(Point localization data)
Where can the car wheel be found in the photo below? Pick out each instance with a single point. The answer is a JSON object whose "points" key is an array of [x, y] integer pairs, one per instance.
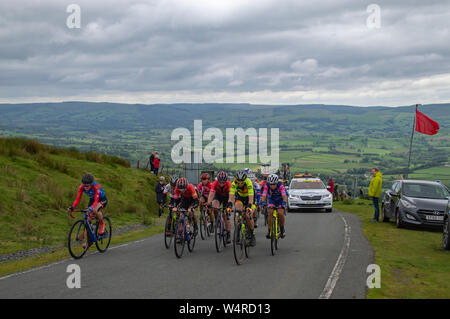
{"points": [[398, 219], [384, 218], [446, 235]]}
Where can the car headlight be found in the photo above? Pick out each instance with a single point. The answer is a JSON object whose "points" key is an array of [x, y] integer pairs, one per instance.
{"points": [[407, 205]]}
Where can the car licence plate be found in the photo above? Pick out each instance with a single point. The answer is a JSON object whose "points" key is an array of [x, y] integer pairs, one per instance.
{"points": [[431, 217]]}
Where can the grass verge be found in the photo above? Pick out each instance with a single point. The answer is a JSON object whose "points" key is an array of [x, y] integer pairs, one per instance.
{"points": [[412, 261]]}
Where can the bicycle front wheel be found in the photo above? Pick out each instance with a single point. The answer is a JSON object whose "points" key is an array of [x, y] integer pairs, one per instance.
{"points": [[104, 240], [218, 234], [179, 238], [78, 242], [191, 242], [168, 232], [273, 236], [203, 226], [238, 244]]}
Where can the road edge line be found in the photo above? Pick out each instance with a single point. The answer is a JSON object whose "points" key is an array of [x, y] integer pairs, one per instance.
{"points": [[335, 273]]}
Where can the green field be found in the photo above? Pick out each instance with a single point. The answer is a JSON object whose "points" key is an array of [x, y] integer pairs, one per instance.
{"points": [[39, 182], [412, 261]]}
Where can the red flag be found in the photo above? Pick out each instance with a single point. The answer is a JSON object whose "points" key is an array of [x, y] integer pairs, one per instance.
{"points": [[425, 125]]}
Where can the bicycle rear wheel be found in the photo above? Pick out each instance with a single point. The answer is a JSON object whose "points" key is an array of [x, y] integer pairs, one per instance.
{"points": [[78, 236], [104, 240], [238, 244], [179, 238]]}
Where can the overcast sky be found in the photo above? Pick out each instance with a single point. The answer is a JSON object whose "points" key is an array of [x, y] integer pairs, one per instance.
{"points": [[254, 51]]}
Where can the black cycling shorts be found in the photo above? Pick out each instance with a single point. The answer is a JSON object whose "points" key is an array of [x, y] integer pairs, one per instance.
{"points": [[223, 200], [103, 201], [244, 200]]}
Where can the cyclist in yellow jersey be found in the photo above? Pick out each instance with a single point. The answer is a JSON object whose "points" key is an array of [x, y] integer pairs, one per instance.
{"points": [[241, 194]]}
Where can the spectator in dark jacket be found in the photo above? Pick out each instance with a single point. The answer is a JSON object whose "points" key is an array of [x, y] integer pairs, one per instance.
{"points": [[156, 164], [336, 192], [331, 184], [152, 158], [160, 196]]}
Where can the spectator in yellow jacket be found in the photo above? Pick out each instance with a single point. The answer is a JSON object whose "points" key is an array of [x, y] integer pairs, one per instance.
{"points": [[375, 192]]}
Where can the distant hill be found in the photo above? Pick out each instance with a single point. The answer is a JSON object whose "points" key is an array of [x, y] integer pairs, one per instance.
{"points": [[326, 139]]}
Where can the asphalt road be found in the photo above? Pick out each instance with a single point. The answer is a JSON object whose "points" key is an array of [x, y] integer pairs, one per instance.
{"points": [[323, 254]]}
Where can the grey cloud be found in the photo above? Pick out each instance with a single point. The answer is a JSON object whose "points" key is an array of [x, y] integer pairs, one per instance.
{"points": [[215, 46]]}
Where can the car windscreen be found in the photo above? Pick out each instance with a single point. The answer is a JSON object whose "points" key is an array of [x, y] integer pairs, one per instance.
{"points": [[425, 191], [307, 185]]}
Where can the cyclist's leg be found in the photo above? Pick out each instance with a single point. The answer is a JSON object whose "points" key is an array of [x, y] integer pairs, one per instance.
{"points": [[98, 213], [201, 202], [216, 206], [227, 215], [281, 220]]}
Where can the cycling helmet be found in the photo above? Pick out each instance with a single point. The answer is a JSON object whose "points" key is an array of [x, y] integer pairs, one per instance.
{"points": [[182, 183], [222, 177], [173, 179], [87, 179], [272, 179], [241, 176]]}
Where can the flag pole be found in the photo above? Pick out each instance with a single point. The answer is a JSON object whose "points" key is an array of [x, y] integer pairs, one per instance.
{"points": [[410, 143]]}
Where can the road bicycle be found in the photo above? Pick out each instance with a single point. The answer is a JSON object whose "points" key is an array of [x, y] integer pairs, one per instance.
{"points": [[83, 234], [169, 229], [274, 232], [241, 238], [220, 233], [264, 212], [206, 226], [184, 232]]}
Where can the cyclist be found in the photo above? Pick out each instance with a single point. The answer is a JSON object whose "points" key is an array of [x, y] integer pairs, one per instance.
{"points": [[219, 195], [241, 194], [170, 189], [97, 200], [186, 198], [257, 192], [160, 196], [203, 191], [275, 195]]}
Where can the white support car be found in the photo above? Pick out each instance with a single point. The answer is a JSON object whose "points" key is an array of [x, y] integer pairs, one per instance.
{"points": [[309, 192]]}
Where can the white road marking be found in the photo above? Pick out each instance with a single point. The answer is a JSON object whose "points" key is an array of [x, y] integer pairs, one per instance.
{"points": [[65, 260], [334, 276]]}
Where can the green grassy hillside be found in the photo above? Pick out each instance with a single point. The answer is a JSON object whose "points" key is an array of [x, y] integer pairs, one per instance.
{"points": [[38, 183]]}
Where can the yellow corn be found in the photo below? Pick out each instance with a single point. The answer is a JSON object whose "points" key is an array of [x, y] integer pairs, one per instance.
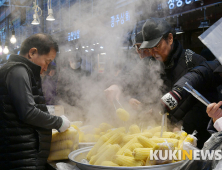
{"points": [[115, 139], [134, 129], [169, 140], [108, 163], [127, 145], [127, 161], [135, 145], [165, 134], [88, 138], [97, 131], [154, 130], [118, 130], [150, 162], [127, 138], [147, 143], [98, 144], [59, 155], [108, 154], [105, 126], [127, 152], [70, 133], [61, 145], [122, 114], [96, 137], [183, 135], [141, 153], [94, 158]]}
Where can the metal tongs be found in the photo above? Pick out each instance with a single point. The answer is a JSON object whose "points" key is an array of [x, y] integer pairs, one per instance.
{"points": [[196, 94]]}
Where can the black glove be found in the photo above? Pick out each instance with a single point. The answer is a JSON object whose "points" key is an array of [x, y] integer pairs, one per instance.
{"points": [[171, 100]]}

→ **WHAT YOU HAVE TO DO**
Omit the pictures, and please restate word for word the lines running from the line with "Where can the cyclist be" to the end of the entries.

→ **WRITTEN SOLUTION**
Where can the cyclist be found in the photo above? Pick out each instance with a single point. The answer is a JSON object whose "points" key is an array of [x, y] integer pairs, one per instance.
{"points": [[219, 195], [241, 194], [170, 189], [97, 200], [186, 198], [257, 192], [160, 196], [203, 191], [275, 195]]}
Where can the white support car be found in the photo above? Pick out each instance with a single point. The answer is a JSON object whose "points" key is an array of [x, y] integer pairs, one per instance.
{"points": [[309, 192]]}
Where can the white road marking be found in the photo above? Pick out each instance with a single point. The answer is a JSON object whose "points" key is an array of [x, y] integer pairs, one per instance.
{"points": [[65, 260], [334, 276]]}
Where can the green grassy hillside be found in the photo above? Pick out each instance with a single point. The answer is a JSON object whose "points" key is an array of [x, y] integer pairs, one per instance.
{"points": [[38, 183]]}
Where can the yellow corn be found in the photo below? Pick out each instance with a single point. The answer is a JSON object whose "points" key is an array of [x, y] integer pairs, one per instance.
{"points": [[115, 139], [134, 129], [169, 140], [108, 163], [127, 145], [127, 161], [135, 145], [165, 134], [88, 138], [97, 131], [154, 130], [118, 130], [150, 162], [127, 138], [147, 143], [98, 144], [59, 155], [108, 154], [105, 126], [127, 152], [70, 133], [61, 145], [122, 114], [96, 137], [183, 135], [141, 153], [94, 158]]}
Where can the metal tongs be found in the photo above? Pick out each instance with a single point. The answer is a JSON object whose "points" key is an array of [x, y] integer pairs, one per instance.
{"points": [[196, 94]]}
Where can the black glove be found in the photo above? Pick out each instance with a single point. The answer is a JSON object whose "points" key is an array of [x, y] integer pairs, one per instance.
{"points": [[171, 100]]}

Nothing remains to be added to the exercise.